Items from a dataset:
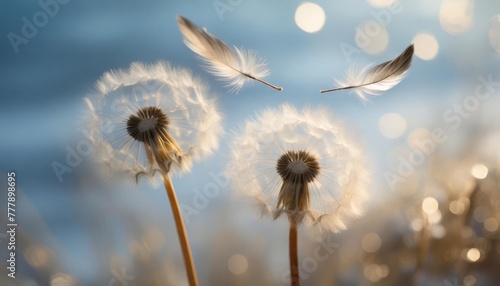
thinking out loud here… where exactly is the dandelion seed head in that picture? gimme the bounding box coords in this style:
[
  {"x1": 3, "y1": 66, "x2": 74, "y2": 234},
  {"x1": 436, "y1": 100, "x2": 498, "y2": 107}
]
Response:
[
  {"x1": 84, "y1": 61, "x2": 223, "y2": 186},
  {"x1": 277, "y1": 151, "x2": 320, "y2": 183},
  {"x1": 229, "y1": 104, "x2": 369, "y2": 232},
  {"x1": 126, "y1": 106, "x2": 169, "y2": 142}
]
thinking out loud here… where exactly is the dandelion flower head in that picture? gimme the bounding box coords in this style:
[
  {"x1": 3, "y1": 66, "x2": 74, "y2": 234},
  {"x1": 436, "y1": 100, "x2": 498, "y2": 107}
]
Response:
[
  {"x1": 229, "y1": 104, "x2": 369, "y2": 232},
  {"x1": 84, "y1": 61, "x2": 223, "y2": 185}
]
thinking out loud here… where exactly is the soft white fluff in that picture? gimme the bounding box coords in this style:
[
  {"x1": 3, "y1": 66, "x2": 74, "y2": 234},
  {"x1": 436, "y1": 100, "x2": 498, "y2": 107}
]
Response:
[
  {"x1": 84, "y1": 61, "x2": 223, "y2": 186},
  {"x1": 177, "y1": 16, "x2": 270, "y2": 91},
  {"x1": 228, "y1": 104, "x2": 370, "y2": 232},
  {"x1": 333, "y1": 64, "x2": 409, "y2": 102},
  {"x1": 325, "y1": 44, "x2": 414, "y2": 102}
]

- [PROBLEM STATEMENT]
Output only the lines from the one holding "thinking out loud here… where exactly is the soft" through the last line above, exactly as they appear.

- [RESPONSE]
thinking out loud here… where exactly is the soft white fluff in that picture? gimme the bounding box coords in this style:
[
  {"x1": 3, "y1": 66, "x2": 74, "y2": 234},
  {"x1": 436, "y1": 100, "x2": 498, "y2": 107}
]
Response:
[
  {"x1": 84, "y1": 61, "x2": 223, "y2": 186},
  {"x1": 177, "y1": 16, "x2": 270, "y2": 91},
  {"x1": 228, "y1": 104, "x2": 370, "y2": 232},
  {"x1": 333, "y1": 64, "x2": 409, "y2": 102},
  {"x1": 325, "y1": 44, "x2": 414, "y2": 102}
]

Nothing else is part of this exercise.